[SET TASK]
Repeat every item below verbatim, line for line, with no changes to wording, punctuation, or numbers.

[RECORDS TO USE]
######

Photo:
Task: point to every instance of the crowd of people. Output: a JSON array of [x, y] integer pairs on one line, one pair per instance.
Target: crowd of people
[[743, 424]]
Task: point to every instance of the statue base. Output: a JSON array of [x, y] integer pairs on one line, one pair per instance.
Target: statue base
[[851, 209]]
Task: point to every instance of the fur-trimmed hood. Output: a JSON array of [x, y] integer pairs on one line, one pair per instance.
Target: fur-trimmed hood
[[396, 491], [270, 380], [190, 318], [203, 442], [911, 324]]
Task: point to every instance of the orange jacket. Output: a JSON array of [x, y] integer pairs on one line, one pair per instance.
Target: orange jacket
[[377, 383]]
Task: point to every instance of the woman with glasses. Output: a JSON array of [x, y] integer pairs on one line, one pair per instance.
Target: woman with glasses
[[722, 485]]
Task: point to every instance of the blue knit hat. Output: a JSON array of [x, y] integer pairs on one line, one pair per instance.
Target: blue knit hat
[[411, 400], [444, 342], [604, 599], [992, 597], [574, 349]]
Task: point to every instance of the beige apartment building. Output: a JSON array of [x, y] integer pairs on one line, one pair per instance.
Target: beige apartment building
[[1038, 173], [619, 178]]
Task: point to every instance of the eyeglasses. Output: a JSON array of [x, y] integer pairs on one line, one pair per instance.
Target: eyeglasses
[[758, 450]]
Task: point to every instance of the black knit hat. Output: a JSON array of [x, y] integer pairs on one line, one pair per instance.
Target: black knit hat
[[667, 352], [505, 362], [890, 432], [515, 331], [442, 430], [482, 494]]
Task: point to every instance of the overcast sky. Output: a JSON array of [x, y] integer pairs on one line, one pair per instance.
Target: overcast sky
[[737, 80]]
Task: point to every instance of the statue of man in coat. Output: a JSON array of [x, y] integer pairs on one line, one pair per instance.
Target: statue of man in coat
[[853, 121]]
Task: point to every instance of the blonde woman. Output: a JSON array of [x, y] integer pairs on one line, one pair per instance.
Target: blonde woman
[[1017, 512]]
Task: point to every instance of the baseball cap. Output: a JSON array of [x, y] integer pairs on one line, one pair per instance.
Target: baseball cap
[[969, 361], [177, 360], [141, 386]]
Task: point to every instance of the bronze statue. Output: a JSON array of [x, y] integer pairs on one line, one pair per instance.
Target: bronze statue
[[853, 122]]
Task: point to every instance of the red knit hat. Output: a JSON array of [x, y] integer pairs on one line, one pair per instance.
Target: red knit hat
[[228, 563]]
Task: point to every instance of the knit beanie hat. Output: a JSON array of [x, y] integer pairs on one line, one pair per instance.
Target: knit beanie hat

######

[RESULT FOR THIS EXERCISE]
Photo:
Task: point to every instance of the crowd of people. Output: a JSON array of [x, y] integer pairs on one line, one pair per instance.
Target: crowd of people
[[743, 424]]
Task: point to every instance of the statue base. Output: a JSON array of [x, y] integer pairs on one line, one pair per instance.
Target: statue base
[[851, 209]]
Task: point to every instance of the fur-trimmed hood. Output: a JSON array of [x, y] integer pairs on one line, one pair per instance.
Target: fur-trimmed hood
[[396, 491], [270, 380], [190, 318], [203, 442], [911, 324]]
Task: point to every instance of the orange jacket. Output: a JSON array of [x, y] integer pairs on one line, one pair per instance.
Target: orange jacket
[[377, 383]]
Task: point to every instance of the woman with glasses. Output: a JSON array of [x, y] integer pairs on one line, one pair per instance.
Target: woman with glasses
[[722, 485]]
Task: point to every instance of the blue knit hat. Output: a JSON array of [x, y] integer pairs on one line, one pair per instance.
Target: blue knit hat
[[411, 400], [444, 342], [604, 599], [992, 597], [574, 349]]
Task: point to every instance of the beige apartment building. Output: a JSON array of [x, y] integer pairs on one line, one pair per instance.
Target: beige apartment building
[[1038, 173], [619, 178]]
Task: point to every instance of the eyeglasses. Output: a JSON array of [x, y] integer pairs on one line, one pair per instance.
Target: eyeglasses
[[758, 450]]
Task: point to every instance of the black knit hat. Output: a JSON array of [x, y] integer pairs on one line, one pair per instance.
Target: black knit hat
[[667, 352], [505, 362], [890, 432], [515, 331], [442, 430], [482, 494]]
Task: point to every instance of the overcast sky. Output: a JSON array of [x, y] integer pairs on one line, one pair per instance.
Target: overcast sky
[[737, 80]]
Task: point to every instance of the statue of man in coat. Output: a JSON array of [x, y] integer pairs on one line, one pair per instance.
Target: statue of man in coat
[[853, 121]]
Task: point to every instance of the blonde woman. Output: a JSON array of [x, y] integer pairs on one line, one pair per instance.
Target: blonde woman
[[1017, 512]]
Task: point to every instance of the baseball cap. Output: a JSON array of [x, y] integer pairs on one line, one pair per instance.
Target: baseball cap
[[969, 361], [177, 360], [141, 386]]
Task: point to every instance of the bronze statue. Output: a JSON array of [x, y] integer pairs on one line, one pair per instance.
Target: bronze statue
[[853, 122]]
Task: point to every instance of the red knit hat. Output: a JSON array of [x, y] integer pairs on one line, one pair per instance.
Target: red knit hat
[[228, 563]]
Task: point to every instance of the knit beanie hat. Output: a JSON array of [x, y] integer pairs on one line, one pair per instance.
Target: knit beanie hat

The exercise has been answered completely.